REQUEST
Count the lines in the records below that contain the string "building". Give only the number.

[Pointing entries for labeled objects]
## start
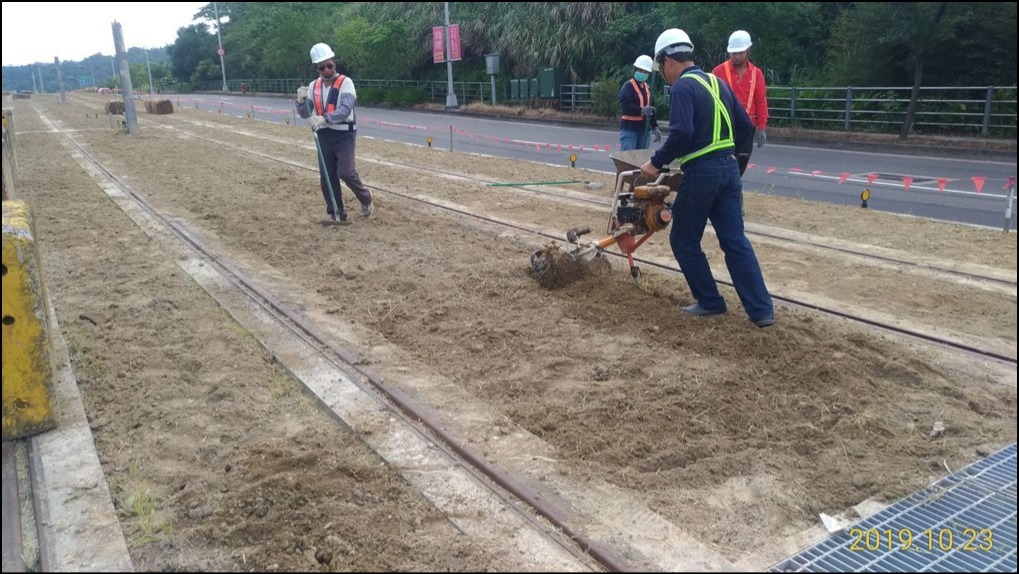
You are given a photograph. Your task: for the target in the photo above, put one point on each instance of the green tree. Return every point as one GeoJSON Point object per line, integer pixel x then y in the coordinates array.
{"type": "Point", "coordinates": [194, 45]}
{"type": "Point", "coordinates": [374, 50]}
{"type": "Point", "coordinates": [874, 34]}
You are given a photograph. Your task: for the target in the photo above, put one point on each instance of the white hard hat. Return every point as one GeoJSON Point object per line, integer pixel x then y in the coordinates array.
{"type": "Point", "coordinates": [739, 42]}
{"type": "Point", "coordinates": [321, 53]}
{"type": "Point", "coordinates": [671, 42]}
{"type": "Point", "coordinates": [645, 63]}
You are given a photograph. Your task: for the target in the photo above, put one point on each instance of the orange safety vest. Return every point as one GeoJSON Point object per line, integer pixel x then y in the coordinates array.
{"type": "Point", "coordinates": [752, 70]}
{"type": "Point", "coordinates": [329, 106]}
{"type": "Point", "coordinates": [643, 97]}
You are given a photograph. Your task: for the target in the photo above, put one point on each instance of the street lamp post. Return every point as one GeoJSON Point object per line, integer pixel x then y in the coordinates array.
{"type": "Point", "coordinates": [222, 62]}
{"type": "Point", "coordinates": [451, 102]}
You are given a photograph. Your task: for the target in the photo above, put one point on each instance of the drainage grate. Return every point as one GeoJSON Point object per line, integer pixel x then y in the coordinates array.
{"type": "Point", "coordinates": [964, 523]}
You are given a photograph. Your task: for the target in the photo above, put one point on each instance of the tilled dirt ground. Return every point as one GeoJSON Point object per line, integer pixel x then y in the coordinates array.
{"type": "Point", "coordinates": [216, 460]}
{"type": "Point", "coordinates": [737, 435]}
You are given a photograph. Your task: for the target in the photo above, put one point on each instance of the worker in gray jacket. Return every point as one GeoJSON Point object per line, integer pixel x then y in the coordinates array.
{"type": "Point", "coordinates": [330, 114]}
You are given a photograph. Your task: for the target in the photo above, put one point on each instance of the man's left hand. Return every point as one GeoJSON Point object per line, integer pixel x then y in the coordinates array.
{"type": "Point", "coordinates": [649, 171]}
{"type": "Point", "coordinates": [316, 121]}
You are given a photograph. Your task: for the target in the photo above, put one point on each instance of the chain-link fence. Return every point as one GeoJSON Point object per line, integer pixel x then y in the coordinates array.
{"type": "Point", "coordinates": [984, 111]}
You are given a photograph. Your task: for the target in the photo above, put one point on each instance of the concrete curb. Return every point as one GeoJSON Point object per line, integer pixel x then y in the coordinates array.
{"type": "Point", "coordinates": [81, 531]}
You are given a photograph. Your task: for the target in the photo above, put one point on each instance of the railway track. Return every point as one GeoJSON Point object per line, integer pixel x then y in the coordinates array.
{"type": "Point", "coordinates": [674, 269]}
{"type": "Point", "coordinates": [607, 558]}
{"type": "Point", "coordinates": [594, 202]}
## end
## start
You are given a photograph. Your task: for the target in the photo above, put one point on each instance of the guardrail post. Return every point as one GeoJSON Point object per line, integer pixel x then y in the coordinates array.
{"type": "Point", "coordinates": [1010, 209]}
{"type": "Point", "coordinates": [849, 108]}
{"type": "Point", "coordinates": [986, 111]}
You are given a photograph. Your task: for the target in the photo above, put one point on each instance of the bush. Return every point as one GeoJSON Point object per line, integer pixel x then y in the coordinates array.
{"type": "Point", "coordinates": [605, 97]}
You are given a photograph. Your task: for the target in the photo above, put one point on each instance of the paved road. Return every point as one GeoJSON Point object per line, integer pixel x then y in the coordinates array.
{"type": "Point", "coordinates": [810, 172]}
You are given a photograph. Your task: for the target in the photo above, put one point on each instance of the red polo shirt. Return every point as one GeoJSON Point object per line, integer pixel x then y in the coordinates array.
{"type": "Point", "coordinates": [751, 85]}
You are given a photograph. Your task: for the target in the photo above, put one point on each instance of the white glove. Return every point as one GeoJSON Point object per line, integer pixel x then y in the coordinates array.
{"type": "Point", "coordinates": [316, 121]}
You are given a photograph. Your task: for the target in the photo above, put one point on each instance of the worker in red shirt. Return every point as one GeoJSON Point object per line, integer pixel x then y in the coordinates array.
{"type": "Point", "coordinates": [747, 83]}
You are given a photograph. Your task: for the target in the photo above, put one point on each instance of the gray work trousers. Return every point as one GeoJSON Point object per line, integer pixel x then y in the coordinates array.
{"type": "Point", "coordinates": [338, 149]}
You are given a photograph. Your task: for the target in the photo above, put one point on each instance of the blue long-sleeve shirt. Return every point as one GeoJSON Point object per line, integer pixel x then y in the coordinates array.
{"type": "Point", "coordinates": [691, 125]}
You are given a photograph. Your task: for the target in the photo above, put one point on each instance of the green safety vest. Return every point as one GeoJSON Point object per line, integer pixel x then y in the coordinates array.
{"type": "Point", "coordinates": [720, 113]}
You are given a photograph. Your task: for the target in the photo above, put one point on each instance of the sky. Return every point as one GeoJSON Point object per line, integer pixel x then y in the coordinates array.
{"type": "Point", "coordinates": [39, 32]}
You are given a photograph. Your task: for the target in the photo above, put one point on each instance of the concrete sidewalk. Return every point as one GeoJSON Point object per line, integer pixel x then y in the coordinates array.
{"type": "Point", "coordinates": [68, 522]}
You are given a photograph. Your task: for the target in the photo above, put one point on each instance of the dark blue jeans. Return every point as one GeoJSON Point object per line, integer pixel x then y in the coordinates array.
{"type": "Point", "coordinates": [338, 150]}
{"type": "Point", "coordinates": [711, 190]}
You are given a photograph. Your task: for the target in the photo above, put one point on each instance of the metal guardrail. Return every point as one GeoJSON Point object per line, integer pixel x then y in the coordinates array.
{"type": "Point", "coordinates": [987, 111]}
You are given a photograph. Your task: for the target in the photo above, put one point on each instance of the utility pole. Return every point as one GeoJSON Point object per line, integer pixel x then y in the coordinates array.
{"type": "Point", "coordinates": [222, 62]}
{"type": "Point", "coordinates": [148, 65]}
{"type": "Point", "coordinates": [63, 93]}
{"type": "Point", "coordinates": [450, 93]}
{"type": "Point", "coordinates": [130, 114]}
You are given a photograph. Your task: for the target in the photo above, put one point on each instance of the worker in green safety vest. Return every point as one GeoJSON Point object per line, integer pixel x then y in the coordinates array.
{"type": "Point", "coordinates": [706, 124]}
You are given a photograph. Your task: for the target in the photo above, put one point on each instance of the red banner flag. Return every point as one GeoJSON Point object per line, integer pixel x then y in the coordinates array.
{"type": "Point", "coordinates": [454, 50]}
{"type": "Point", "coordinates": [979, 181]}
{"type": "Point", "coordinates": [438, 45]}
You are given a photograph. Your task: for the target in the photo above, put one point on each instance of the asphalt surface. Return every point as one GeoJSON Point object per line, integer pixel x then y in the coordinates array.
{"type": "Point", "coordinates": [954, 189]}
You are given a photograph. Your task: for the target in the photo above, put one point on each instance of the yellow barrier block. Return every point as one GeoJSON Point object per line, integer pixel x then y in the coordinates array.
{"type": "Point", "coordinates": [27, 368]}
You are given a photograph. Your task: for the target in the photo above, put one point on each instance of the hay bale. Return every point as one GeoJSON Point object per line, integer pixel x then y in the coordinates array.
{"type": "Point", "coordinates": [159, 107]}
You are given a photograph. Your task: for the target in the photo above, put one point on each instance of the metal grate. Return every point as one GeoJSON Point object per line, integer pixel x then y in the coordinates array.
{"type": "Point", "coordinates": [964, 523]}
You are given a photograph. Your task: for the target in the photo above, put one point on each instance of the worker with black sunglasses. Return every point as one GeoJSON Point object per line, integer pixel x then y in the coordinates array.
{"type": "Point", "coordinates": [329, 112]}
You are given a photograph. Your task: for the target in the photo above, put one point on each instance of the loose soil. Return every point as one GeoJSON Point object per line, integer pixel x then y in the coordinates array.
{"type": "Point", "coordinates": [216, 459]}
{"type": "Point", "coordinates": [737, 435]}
## end
## start
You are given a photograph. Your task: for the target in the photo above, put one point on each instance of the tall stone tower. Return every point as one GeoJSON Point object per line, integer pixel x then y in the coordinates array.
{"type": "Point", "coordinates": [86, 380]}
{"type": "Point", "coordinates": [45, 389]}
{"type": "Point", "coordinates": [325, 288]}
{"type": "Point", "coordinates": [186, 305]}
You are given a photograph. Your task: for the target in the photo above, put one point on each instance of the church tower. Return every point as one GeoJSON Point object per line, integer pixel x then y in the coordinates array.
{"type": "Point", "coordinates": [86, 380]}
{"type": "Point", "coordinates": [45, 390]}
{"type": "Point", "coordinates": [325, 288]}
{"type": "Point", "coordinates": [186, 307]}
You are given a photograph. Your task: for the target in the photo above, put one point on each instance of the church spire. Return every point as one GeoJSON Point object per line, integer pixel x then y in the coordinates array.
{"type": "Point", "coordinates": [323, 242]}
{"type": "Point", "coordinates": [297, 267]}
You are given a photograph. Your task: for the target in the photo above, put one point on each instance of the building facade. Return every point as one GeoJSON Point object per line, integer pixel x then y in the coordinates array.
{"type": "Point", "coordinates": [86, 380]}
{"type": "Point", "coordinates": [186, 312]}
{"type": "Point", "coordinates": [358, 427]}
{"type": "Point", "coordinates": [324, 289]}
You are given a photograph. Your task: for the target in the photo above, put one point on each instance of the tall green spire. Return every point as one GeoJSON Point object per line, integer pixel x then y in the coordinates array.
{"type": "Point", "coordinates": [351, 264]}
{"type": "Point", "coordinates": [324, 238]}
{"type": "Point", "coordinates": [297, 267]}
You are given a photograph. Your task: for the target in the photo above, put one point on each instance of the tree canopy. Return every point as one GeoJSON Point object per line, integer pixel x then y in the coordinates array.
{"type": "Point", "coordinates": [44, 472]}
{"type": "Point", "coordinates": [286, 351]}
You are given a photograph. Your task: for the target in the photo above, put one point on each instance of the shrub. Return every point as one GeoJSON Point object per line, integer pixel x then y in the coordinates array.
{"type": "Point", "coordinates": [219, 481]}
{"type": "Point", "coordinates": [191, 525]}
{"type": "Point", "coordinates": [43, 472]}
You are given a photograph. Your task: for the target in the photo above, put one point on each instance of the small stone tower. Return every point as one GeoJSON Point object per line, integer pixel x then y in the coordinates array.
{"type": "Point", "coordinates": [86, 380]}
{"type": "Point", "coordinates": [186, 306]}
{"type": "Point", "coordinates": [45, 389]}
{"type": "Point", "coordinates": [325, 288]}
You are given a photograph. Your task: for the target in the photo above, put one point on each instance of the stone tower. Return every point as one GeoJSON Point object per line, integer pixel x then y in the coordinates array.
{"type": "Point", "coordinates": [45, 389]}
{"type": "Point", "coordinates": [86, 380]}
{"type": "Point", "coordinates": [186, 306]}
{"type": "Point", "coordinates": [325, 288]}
## end
TASK SOLUTION
1